··· Record excerpts ···

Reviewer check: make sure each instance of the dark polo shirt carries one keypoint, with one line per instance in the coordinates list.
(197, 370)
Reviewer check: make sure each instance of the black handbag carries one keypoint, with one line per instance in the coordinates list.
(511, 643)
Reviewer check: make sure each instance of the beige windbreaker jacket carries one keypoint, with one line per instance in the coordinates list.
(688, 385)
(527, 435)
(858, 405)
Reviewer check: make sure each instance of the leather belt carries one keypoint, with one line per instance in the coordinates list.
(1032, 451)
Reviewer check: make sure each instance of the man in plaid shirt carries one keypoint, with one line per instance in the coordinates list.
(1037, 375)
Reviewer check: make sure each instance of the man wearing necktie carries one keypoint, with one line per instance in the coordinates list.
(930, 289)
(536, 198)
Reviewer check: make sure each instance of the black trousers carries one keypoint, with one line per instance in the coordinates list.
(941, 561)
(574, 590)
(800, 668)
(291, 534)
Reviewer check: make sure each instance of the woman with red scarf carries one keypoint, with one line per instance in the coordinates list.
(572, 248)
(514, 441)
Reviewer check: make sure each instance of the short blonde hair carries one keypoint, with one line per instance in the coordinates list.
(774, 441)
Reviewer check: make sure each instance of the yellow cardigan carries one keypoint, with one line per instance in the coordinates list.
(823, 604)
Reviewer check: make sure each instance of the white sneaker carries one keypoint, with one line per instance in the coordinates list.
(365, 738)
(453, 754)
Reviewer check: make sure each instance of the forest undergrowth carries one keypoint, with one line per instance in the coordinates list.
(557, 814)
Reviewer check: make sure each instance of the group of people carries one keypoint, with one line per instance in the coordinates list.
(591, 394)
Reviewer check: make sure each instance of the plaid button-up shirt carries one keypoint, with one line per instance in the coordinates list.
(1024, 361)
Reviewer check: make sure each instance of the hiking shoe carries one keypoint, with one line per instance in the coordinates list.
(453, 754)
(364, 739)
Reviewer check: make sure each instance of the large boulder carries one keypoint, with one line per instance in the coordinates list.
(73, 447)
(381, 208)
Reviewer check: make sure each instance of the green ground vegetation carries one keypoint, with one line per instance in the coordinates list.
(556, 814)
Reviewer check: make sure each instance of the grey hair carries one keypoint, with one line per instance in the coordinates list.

···

__What you need to do__
None of the records may be omitted; each is to be printed exactly.

__Response to the exercise__
Reviewer check: make sure each instance of the dark polo shirt carries one keypoint, with one line per instance in the coordinates list.
(197, 370)
Reviewer check: make sure each instance of the black handbag carries one keypoint, with one line per instance in the coordinates list.
(511, 643)
Reviewer check: make sure each instance of the beige windbreaker jacket carries one keypoint, with one line per instance in the coordinates list.
(688, 385)
(527, 435)
(858, 405)
Reviewer check: make sure each instance of the leather belt carries one keypoint, with one line per instance in the coordinates list.
(1032, 451)
Reviewer check: make sure each instance of the man in plaid shirt carries one keypoint, with one line per instance in the coordinates list.
(1037, 375)
Reviewer check: make sure each instance of the man wearing necktie carries one keypoint, with one line per instance in the coordinates list.
(930, 289)
(536, 198)
Reviewer check: make sure each instance of the black trousers carries one keypoint, with one line per instance in the coordinates list.
(941, 561)
(574, 590)
(800, 668)
(291, 534)
Reviewer check: make sure each instance of the woman with red scarf carries one keypoint, with one line per instance in the coordinates list.
(572, 248)
(514, 441)
Reviewer check: make sure each instance of the short blonde hair carries one keypoint, with one line per instance in the coordinates list.
(774, 441)
Reviewer check: make sure each instance of the yellow cardigan carries one keypoint, with one line per instance in the coordinates list.
(823, 604)
Reviewer check: make sure each instance of the white sneaker carries one keypoint, with one line per instance in the coordinates list.
(365, 738)
(453, 754)
Reviewer check: make sure each instance of the forest undergrowth carries one keypoint, with one line per instance in the coordinates list.
(557, 814)
Reviewer check: make sure each instance of the group of people carries one keypoint, with one line per instance in the coordinates list.
(591, 394)
Reviewer check: make sure each instance of the plaid button-up shirt carries one keypoint, with one line per instance in the coordinates list.
(1024, 361)
Reviewer check: make sure each instance of the hiking shoe carries one keypoint, with one line per instance in the coordinates list.
(453, 754)
(364, 739)
Reviewer check: make sure each instance of the large boulder carries one keypoint, with one line per instance in the coordinates list.
(73, 447)
(381, 208)
Reviewer check: make sure each instance of the green ground vegetation carries one keypoint, with one line per instance in the coordinates list.
(556, 814)
Reviewer check: make sure each instance of the grey hair carries one keypoint, with one line per instance in the coordinates list.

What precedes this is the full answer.